**Objectif 1:**
Relevez chaque ligne de la liste qui contient la chaîne « closet ».

**Page:**
● ● ● ●

Lors de l'examen du budget 2002, votre rapporteur s'était en effet alarmé sur le montant des « crédits en compte » au 1 er janvier 2001 sur le budget français au titre de la contribution française : avec 7,53 milliards d'autorisations de programme et 4,54 milliards de crédits de paiement, le montant singulièrement élevé de non-décaissements indiquait une sous-utilisation massive de ces crédits , qui constitue sans doute un des plus grands motifs d'insatisfaction que nous donne l'Union européenne, et ampute d'autant les efforts d'aide bilatérale de la France. Le Comité d'Aide au Développement de l'OCDE, d'habitude prudent, a ainsi relevé dans sa dernière évaluation de l'aide européenne (été 2002) que « la Communauté européenne se heurte à de grandes difficultés pour améliorer les retombées en termes de développement de la répartition sectorielle de son aide ». Si le montant des crédits de paiement en compte sur le budget français au 1 er janvier 2002 n'a pas été fourni par le Trésor 20 ( * ) , la situation des versements du FED témoigne d'une amélioration substantielle du taux de décaissement global du FED 21 ( * ) (qui s'explique notamment par les cycles d'investissement) puisqu'il n'était que de 15% pour le 8 e FED fin 2000, mais dont on ne saurait se satisfaire compte tenu de son niveau encore très insuffisant et de l'imminence du 9 e FED 22 ( * ) .

Situation au 31/12/01 des versements du FED*

Engagements

Paiements

Reste à liquider

Taux de décaissement

6e FED

7 482

7 187

295

96,06%

7e FED

10 803

8 906

1 897

82,44%

8e FED

9 868

3 591

6 277

36,39%

Total

28 153

19 684

8 469

*La situation actualisée des reliquats sur enveloppe doit être fournie par la Commission.

Il convient également de relever le montant élevé de la trésorerie du FED , qui avec 370 millions d'euros fin 2001 a augmenté de plus de 40 % par rapport à l'année précédente, ce qui illustre un décalage persistant entre les appels à contribution et les engagements.

● ● ● ●

**Objectif 2:**
D'après la page, à combien s'élevait la trésorerie du FED fin 2001 ?

● ● ● ●

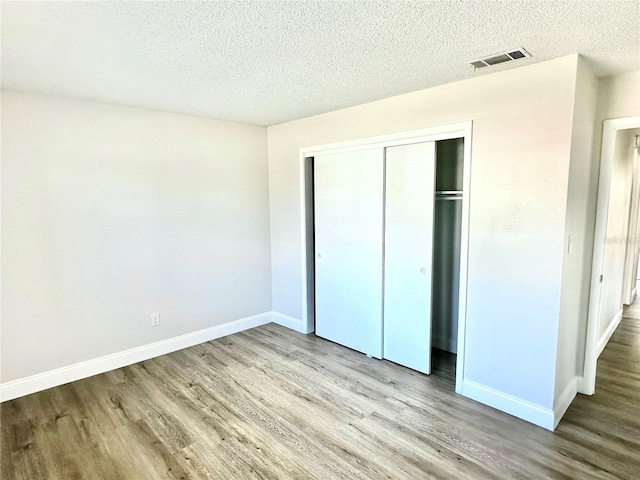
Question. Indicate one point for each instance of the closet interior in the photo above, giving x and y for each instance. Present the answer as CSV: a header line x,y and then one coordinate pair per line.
x,y
387,243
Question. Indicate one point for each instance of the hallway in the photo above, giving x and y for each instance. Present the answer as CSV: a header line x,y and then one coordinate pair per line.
x,y
272,403
609,420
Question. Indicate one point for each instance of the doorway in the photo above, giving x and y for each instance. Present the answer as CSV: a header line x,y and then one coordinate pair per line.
x,y
613,240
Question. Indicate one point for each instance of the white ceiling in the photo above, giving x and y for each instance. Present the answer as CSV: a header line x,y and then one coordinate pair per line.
x,y
265,62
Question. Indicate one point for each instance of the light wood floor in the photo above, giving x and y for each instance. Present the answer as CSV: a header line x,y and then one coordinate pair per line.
x,y
271,403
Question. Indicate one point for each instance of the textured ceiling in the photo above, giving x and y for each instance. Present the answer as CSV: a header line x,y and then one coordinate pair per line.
x,y
268,62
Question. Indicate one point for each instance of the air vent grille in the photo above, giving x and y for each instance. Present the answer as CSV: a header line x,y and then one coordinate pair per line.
x,y
500,58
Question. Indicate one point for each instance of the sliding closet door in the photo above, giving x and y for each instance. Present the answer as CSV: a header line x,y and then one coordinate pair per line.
x,y
348,204
410,186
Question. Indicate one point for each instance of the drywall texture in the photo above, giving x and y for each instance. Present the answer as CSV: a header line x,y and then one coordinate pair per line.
x,y
522,127
267,62
581,198
112,213
617,228
618,97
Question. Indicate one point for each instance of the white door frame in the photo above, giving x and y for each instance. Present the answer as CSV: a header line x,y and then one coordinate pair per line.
x,y
609,131
431,134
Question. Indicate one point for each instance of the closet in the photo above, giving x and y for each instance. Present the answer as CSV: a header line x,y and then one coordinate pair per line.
x,y
387,249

● ● ● ●

**Corrigé 1:**
Question. Indicate one point for each instance of the closet interior in the photo above, giving x and y for each instance. Present the answer as CSV: a header line x,y and then one coordinate pair per line.
Question. Indicate one point for each instance of the sliding closet door in the photo above, giving x and y for each instance. Present the answer as CSV: a header line x,y and then one coordinate pair per line.
Question. Indicate one point for each instance of the closet in the photo above, giving x and y for each instance. Present the answer as CSV: a header line x,y and then one coordinate pair per line.

**Corrigé 2:**
370 millions d'euros.